- ESERCIZIO SCRITTO A
Ricopia per intero, parola per parola, il testo sulla fabbrica Bemberg e sul lago d'Orta.

- TESTO FORNITO
######
L’impianto dell’azienda Bemberg in Italia venne accolto con favore dalle autorità e dalla popolazione, per la possibilità di impiego che offriva la nuovissima fabbrica ad un territorio in cui la manodopera era in eccesso rispetto alle possibilità occupazionali.
Una nuova tecnologia, una nuova fibra sintetica, una nuova fabbrica, nuovi posti di lavoro. E perfino una consistente donazione a favore del progetto di un ospedale. Tutto perfetto, quindi, nella “Santa Bemberg” com’era chiamata da molti. Almeno apparentemente…
Alcune voci contrarie si levarono quasi subito, sollevando dubbi sull’opportunità di prelevare acqua dal lago d’Orta scaricando nuovamente le acque del processo cuproammoniacale nello stesso bacino. Si temeva per il livello delle acque e anche per i possibili effetti sulla pesca, in un lago dalle acque ricchissime di vita che davano lavoro a molti pescatori di professione.
######
- INFORMAZIONI ESTRATTE

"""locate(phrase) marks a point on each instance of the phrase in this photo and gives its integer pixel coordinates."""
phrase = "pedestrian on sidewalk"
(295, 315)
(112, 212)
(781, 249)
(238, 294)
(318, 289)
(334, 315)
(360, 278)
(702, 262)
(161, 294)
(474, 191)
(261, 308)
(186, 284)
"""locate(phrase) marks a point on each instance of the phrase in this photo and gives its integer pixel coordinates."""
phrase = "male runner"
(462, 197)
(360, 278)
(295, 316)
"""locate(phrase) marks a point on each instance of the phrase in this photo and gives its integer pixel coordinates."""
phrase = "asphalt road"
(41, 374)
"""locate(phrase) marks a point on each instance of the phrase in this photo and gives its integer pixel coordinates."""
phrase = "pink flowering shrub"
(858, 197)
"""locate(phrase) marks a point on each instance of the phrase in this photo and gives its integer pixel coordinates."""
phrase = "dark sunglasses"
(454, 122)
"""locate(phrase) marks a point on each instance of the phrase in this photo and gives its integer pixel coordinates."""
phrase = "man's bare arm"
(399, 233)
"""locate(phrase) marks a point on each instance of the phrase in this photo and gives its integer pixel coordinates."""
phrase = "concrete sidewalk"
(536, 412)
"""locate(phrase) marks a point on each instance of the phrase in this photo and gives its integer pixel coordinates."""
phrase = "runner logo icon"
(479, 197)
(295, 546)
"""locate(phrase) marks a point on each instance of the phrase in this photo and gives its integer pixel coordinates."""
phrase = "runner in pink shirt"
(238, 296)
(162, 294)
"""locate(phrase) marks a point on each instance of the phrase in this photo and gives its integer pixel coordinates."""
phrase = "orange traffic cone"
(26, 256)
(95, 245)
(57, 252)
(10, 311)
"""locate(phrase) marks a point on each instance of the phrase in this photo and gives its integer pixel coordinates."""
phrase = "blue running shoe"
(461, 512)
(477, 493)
######
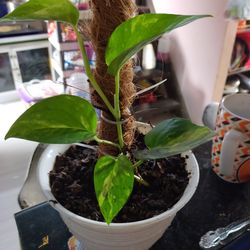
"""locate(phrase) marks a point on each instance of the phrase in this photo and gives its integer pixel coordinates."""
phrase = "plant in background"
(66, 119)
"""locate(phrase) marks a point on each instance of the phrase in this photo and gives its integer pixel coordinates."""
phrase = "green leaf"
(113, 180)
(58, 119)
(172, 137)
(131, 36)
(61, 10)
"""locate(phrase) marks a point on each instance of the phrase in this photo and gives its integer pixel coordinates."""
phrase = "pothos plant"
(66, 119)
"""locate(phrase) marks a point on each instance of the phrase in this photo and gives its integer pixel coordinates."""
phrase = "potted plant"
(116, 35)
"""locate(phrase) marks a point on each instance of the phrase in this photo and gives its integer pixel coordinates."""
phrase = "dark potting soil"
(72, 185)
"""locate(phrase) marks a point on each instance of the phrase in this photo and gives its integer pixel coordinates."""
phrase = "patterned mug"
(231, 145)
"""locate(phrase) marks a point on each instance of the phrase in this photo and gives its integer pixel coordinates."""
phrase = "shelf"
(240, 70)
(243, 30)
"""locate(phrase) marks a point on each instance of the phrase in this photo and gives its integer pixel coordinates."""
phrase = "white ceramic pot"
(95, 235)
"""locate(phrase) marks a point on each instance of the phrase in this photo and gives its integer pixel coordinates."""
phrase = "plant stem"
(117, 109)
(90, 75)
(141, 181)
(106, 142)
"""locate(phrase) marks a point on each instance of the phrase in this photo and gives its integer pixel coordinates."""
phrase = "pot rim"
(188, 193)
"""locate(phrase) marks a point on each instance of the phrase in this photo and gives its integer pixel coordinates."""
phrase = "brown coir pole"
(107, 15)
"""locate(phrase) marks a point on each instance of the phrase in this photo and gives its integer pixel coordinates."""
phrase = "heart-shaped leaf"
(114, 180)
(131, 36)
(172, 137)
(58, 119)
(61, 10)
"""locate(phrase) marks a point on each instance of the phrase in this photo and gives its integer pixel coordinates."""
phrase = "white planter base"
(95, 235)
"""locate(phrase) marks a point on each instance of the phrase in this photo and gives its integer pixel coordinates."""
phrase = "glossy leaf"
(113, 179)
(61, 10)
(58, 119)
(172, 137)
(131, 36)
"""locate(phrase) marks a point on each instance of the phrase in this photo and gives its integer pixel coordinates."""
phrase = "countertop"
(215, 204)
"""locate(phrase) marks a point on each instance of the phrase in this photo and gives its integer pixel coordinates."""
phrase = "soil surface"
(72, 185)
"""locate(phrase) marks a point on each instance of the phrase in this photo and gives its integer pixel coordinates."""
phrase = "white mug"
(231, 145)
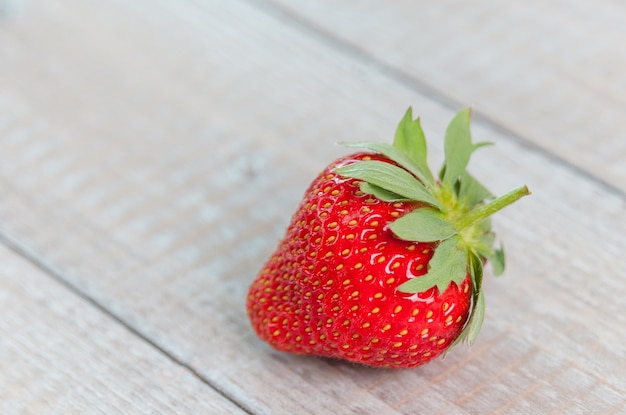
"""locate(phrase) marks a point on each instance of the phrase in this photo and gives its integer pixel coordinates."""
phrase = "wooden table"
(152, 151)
######
- ESERCIZIO SCRITTO B
Trascrivi ogni riga delle voci riportate sopra che contiene la stringa "dark". Considera distinte le maiuscole e le minuscole.

- RISPOSTA COMPLETA A
L’impianto dell’azienda Bemberg in Italia venne accolto con favore dalle autorità e dalla popolazione, per la possibilità di impiego che offriva la nuovissima fabbrica ad un territorio in cui la manodopera era in eccesso rispetto alle possibilità occupazionali.
Una nuova tecnologia, una nuova fibra sintetica, una nuova fabbrica, nuovi posti di lavoro. E perfino una consistente donazione a favore del progetto di un ospedale. Tutto perfetto, quindi, nella “Santa Bemberg” com’era chiamata da molti. Almeno apparentemente…
Alcune voci contrarie si levarono quasi subito, sollevando dubbi sull’opportunità di prelevare acqua dal lago d’Orta scaricando nuovamente le acque del processo cuproammoniacale nello stesso bacino. Si temeva per il livello delle acque e anche per i possibili effetti sulla pesca, in un lago dalle acque ricchissime di vita che davano lavoro a molti pescatori di professione.

- RISPOSTA COMPLETA B
phrase = "dark sunglasses"
phrase = "dark potting soil"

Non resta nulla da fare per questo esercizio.